GOAL OF THE EXERCISE -
How many lines in the records below contain the string "truck"? Case counts, so give only the number.

Coordinate labeling data -
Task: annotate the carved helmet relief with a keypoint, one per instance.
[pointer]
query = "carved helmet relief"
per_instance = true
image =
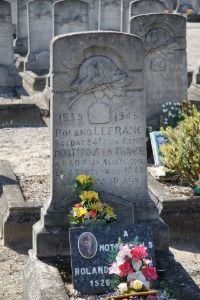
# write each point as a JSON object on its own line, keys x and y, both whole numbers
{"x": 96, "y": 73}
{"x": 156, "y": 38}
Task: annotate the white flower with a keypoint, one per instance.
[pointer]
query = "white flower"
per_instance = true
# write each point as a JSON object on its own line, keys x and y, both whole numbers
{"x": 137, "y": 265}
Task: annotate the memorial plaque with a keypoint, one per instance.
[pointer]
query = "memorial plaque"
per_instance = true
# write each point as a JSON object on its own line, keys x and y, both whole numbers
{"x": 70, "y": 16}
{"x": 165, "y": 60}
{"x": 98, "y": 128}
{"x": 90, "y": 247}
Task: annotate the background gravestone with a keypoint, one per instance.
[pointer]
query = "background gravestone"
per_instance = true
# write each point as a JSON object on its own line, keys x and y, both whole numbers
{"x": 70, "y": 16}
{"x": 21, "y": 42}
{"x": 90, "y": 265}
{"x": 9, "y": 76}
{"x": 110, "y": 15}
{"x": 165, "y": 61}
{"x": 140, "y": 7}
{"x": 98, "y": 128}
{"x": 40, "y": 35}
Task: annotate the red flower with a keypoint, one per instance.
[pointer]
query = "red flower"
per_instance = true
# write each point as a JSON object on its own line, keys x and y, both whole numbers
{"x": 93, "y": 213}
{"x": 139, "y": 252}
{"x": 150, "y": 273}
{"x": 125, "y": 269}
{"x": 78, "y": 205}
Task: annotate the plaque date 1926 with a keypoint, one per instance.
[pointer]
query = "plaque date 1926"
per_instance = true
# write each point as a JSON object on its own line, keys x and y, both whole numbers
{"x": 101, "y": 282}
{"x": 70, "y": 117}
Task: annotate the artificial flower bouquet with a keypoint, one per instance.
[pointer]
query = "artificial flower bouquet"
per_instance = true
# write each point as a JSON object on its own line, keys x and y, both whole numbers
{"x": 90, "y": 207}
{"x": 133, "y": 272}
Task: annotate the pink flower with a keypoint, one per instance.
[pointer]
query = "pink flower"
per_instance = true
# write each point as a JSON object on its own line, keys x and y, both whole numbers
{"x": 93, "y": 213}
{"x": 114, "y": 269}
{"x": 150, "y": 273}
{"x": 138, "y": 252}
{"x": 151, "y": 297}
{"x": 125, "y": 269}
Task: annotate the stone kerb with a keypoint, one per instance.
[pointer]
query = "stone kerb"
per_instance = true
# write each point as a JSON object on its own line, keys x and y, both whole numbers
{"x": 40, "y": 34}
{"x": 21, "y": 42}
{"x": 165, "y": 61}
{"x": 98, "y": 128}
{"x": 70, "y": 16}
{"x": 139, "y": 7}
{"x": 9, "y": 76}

* * *

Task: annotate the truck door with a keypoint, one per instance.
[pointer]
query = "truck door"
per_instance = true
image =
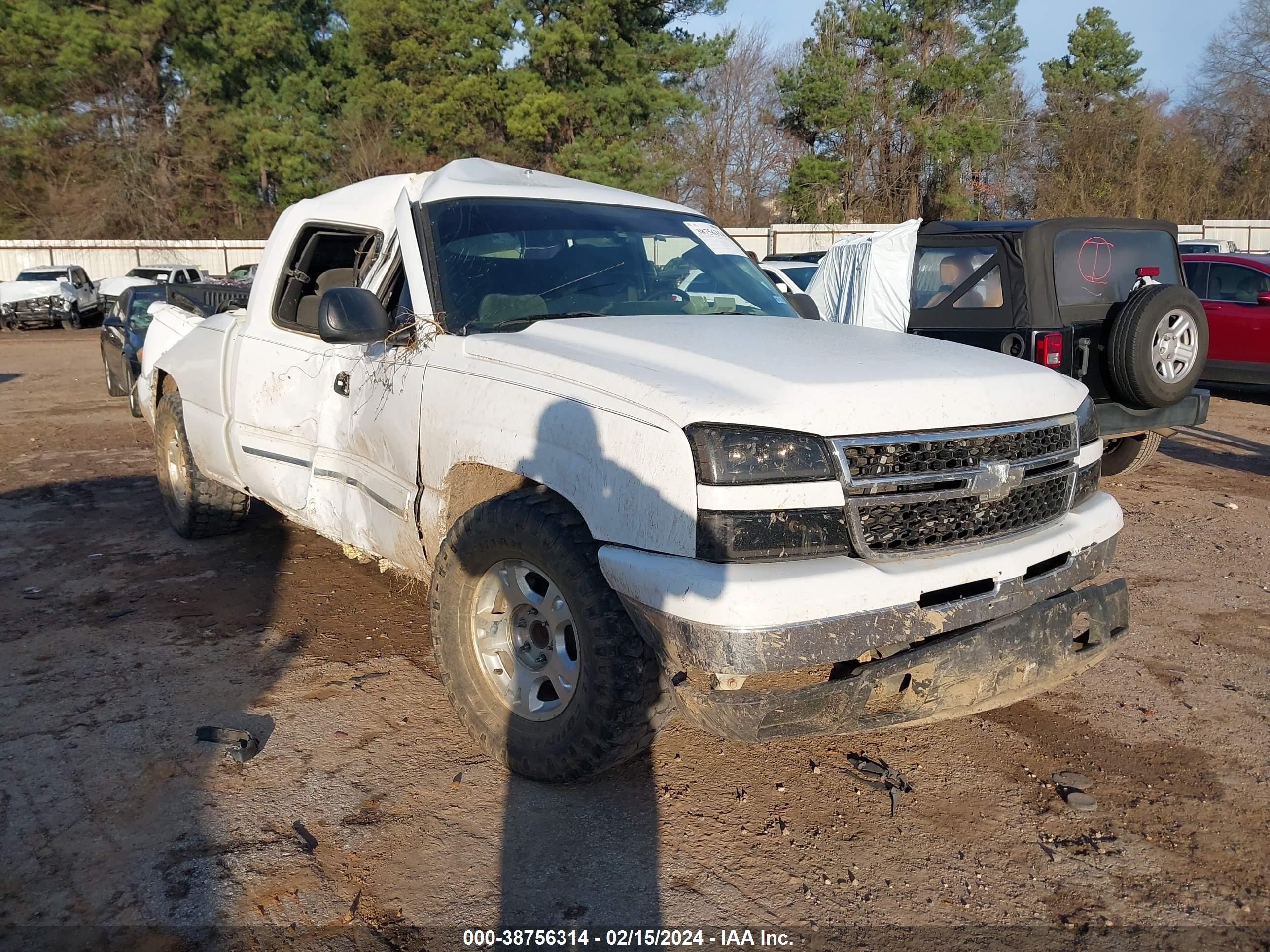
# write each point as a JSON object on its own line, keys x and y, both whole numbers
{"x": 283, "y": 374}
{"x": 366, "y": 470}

EXERCISE SOLUTION -
2